The Mahaska was already launched, but did not commission until the 5th of May.
The Maratanza was commissioned on the 12th of April; this one is correct.
The Sebago is also correct, as she was commissioned on the 26th of March.
The Sonoma was launched on the 15th of April and did not commission until July.
The Tioga entered commission on the last day of June.
Out of the seven Double Enders, only two would have been available; a very poor mark. This means that, out of the sixteen ships described as being in commission in this section, only ten would have been available.


Of the ships listed for conversion, the Ossipee and Housatonic were already launched (and would be hard to modify to take armour); the Canandaigua and Sacramento were still on the ways as of the divergence, so would be possible to modify (though would likely not commission until 1863 at the earliest).
The Nahant and Nantucket are Passaic-class ironclads; as these appear to be the OTL class, ordered based on lessons learned from the first Monitor, they should be barely started. (In reality Nahant launched in October and Nantucket in December.) In a later list the only Monitor-type vessels are the Monitor herself and '10 larger semi-sisters of Monitor, the Passaic class', thus showing that they are indeed Passaic class.
The mention of merchant steamers is probably valid, though the mention of rams is questionable and spar torpedoes is utterly mad – the spar torpedo was not invented until late 1862, in another country (accounts differ on whether Russia or the Confederacy demonstrated a working torpedo first) and for TFSmith to have them as a major feature of the Union fleet in early 1862 is flagrant cheating. If nothing else it raises the question as to why the spar torpedo was not considered as a way to deal with the Virginia.

● **Dataset content**
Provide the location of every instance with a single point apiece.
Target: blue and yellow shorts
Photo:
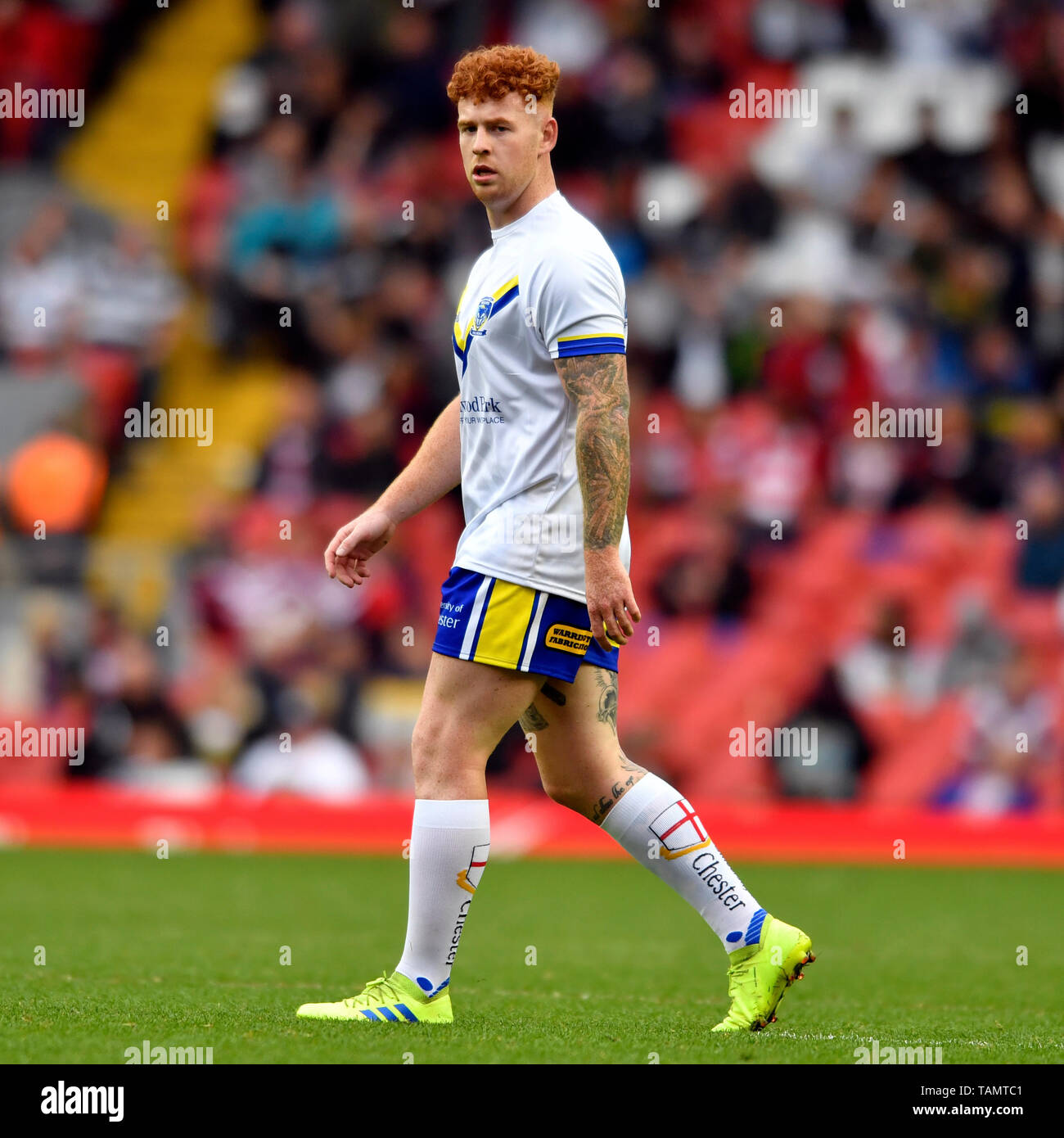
(512, 626)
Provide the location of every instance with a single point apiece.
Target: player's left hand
(610, 601)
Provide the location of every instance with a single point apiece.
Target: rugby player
(539, 603)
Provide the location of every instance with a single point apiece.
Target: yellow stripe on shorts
(504, 624)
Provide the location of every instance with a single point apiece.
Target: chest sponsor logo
(480, 409)
(484, 309)
(568, 639)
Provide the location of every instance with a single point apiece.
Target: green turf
(186, 953)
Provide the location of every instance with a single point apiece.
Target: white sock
(658, 826)
(449, 848)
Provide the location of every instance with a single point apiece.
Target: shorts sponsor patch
(568, 639)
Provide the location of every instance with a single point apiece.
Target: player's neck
(536, 192)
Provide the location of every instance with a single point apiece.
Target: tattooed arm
(599, 387)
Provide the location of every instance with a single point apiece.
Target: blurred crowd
(906, 251)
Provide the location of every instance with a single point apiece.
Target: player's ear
(550, 134)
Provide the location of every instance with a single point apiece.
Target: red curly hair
(487, 75)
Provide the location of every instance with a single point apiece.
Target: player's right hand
(355, 543)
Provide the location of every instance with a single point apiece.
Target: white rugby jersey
(550, 287)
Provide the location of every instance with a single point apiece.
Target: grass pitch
(187, 951)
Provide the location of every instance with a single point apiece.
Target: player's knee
(443, 753)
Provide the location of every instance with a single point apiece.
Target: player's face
(501, 142)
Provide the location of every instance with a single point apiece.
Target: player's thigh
(468, 707)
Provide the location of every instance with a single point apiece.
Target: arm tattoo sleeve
(599, 387)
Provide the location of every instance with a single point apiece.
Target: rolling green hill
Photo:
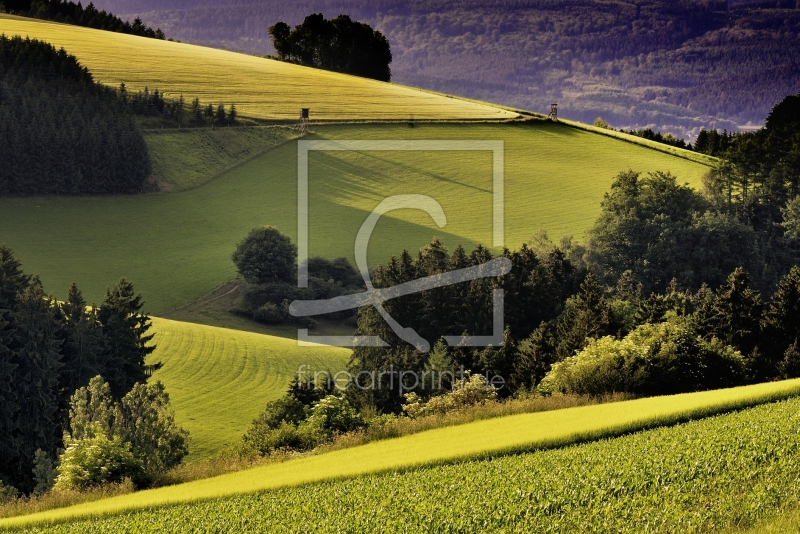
(260, 88)
(489, 438)
(219, 380)
(176, 247)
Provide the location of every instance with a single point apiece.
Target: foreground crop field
(485, 439)
(176, 247)
(702, 476)
(260, 88)
(219, 380)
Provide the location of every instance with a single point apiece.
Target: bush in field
(147, 422)
(465, 393)
(107, 441)
(334, 414)
(284, 425)
(266, 256)
(97, 460)
(276, 428)
(265, 440)
(656, 359)
(284, 410)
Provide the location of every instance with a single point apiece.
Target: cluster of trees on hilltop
(339, 44)
(649, 134)
(50, 349)
(153, 104)
(758, 177)
(72, 13)
(60, 132)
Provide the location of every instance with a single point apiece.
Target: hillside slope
(219, 380)
(489, 438)
(260, 88)
(673, 65)
(176, 247)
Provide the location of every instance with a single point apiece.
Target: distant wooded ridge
(670, 66)
(72, 13)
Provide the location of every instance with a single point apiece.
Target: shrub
(286, 409)
(266, 256)
(656, 359)
(265, 439)
(142, 425)
(7, 493)
(334, 414)
(147, 422)
(270, 313)
(465, 393)
(97, 460)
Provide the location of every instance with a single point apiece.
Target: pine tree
(219, 116)
(736, 313)
(782, 317)
(81, 349)
(125, 338)
(37, 359)
(588, 317)
(535, 355)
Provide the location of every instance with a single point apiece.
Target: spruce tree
(782, 317)
(124, 329)
(588, 316)
(37, 360)
(736, 313)
(81, 349)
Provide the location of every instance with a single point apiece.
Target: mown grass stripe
(514, 434)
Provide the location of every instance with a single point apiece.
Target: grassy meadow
(474, 441)
(219, 380)
(176, 247)
(703, 476)
(187, 158)
(260, 88)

● **Goal A**
From the text on Union warships, list every ship it names as listed for conversion.
● **Goal B**
Write the next paragraph of the text on Union warships, picking up after its final sentence.

● **Task response A**
Ossipee, Housatonic, Canandaigua, Sacramento

● **Task response B**
The listing of commerce raiders is essentially a smokescreen. The author gives no details as to what these ships are beyond that they exist; in fact a successful commerce raider has some quite specific properties required of it, including speed and the ability to sail long distances without using much coal. (The most successful of the Confederate commerce raiders were all built in Britain, and were faster than almost any ship the Union possessed – only the Vanderbilt was quicker.) Particularly objectionable is the mention of “warships” (without further clarification) among the twenty cruisers supposedly operating in the Atlantic by the end of April; a major problem as TFSmith has already resorted to commissioning unlaunched ships to provide his harbour defence forces.




This is particularly egregious compared to the treatment of the British. The US Navy pulls together about three dozen ships in this section, from a combination of unspecified merchant conversions and ships not launched until July; the British have somehow lost half their extant, already-proven fleet behind a very large sofa.